===== EXTRACTED ENTRIES =====
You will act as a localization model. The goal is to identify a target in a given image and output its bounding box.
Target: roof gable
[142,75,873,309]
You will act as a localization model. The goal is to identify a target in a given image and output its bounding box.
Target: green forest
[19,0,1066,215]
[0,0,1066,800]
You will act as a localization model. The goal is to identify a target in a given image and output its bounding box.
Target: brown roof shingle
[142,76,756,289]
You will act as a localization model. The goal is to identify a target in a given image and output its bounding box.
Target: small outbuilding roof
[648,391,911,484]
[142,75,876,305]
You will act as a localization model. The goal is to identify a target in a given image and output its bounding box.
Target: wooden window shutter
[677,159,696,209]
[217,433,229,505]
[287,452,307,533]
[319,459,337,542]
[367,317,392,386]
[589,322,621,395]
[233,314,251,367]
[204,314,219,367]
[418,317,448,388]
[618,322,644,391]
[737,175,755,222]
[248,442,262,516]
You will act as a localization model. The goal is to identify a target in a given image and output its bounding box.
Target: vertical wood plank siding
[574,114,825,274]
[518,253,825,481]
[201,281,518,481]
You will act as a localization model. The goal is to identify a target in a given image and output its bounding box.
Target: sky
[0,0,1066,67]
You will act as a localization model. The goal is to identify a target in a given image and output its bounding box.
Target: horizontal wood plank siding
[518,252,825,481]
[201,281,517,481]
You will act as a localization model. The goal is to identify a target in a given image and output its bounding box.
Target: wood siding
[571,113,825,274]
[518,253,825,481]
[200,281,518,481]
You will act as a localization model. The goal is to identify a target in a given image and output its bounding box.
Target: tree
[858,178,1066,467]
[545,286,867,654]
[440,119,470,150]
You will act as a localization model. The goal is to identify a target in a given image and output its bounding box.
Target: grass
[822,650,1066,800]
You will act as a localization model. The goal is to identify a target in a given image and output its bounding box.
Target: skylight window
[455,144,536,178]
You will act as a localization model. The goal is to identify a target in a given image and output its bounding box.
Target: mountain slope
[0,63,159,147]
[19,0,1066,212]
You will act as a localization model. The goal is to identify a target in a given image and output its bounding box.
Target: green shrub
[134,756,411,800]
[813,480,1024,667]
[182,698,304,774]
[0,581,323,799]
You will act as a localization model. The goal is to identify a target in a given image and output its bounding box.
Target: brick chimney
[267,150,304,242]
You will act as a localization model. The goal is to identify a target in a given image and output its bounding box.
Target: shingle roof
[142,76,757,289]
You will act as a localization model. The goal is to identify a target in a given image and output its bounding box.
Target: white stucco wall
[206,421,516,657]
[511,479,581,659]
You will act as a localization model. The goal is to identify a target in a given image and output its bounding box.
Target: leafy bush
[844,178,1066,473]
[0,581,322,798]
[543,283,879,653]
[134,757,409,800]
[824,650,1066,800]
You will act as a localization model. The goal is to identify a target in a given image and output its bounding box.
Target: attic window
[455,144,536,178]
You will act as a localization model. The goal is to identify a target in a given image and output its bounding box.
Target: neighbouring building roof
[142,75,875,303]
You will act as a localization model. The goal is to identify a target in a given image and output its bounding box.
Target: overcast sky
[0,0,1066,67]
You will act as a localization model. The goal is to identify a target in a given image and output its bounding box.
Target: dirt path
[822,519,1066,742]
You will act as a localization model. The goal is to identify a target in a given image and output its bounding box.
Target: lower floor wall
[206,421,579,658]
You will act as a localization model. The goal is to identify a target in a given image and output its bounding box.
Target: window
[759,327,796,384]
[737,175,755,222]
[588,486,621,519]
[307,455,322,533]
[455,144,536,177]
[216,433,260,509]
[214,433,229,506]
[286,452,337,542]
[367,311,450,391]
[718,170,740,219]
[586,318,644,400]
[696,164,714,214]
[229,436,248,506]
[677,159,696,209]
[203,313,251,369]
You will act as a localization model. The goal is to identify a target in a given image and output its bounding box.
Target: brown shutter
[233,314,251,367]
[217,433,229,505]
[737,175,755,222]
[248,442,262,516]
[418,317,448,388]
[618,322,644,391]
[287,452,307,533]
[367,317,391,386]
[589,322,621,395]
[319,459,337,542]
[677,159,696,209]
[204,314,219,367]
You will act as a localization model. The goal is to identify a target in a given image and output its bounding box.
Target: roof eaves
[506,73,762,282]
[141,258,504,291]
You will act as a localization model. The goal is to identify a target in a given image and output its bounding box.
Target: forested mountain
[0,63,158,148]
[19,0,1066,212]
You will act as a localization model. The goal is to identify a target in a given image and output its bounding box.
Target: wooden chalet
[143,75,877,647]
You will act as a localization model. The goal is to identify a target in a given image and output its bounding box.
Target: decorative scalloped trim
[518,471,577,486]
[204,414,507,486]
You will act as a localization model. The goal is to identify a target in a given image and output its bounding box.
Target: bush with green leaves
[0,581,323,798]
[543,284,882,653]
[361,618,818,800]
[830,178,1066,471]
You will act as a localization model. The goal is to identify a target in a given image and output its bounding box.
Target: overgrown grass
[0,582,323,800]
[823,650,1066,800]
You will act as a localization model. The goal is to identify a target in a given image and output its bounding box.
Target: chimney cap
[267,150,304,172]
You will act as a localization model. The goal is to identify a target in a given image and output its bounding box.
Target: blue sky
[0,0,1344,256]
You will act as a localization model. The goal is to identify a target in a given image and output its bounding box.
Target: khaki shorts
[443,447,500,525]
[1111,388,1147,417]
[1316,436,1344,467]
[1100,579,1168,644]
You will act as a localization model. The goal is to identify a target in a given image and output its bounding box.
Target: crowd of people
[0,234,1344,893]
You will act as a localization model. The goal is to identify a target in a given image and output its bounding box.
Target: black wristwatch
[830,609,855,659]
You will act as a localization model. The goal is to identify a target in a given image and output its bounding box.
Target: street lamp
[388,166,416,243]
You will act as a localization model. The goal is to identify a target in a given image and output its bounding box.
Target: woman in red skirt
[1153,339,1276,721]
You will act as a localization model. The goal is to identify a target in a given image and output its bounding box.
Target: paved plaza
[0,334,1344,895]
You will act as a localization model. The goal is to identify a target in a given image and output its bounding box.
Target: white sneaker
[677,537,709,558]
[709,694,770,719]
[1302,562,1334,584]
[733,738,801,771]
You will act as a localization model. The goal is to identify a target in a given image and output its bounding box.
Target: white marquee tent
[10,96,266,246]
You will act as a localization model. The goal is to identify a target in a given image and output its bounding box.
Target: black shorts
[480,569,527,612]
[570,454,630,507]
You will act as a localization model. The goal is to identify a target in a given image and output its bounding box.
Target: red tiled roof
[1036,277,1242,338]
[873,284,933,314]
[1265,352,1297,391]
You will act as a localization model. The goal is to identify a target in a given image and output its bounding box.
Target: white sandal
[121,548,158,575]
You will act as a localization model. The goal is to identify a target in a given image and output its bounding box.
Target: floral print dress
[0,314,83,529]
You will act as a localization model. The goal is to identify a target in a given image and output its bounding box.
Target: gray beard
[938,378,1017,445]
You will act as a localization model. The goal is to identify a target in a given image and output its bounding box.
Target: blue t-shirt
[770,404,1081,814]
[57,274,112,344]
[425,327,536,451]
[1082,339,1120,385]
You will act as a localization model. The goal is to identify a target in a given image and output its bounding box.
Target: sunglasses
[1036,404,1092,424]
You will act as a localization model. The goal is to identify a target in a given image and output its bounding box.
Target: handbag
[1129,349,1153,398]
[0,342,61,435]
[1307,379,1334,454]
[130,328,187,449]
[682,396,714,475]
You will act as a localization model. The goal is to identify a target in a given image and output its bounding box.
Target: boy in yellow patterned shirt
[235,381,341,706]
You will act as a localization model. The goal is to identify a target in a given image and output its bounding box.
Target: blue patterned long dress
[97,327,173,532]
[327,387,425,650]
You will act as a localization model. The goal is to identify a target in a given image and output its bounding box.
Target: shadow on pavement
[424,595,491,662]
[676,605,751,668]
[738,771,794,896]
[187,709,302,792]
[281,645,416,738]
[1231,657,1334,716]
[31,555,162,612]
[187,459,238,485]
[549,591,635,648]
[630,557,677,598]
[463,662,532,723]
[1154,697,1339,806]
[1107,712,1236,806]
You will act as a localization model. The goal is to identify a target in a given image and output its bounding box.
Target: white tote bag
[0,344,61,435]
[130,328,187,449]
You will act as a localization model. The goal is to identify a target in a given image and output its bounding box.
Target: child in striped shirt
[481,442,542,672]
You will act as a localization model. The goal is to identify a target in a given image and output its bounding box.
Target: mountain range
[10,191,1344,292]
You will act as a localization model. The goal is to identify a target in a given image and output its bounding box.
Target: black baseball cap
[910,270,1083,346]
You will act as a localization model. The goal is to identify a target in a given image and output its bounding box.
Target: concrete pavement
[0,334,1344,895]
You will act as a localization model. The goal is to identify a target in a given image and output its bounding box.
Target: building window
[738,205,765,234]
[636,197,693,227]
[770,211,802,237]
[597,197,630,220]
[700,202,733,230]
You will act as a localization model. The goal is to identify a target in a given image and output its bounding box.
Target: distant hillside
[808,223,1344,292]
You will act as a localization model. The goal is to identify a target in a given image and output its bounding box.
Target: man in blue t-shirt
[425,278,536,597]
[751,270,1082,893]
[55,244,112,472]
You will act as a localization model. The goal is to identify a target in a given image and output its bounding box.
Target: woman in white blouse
=====
◆ **YOUR OBJECTIVE**
Gather every line of the items above that contains the word "grass".

◆ **RIGHT ANSWER**
Target: grass
Target: overgrown grass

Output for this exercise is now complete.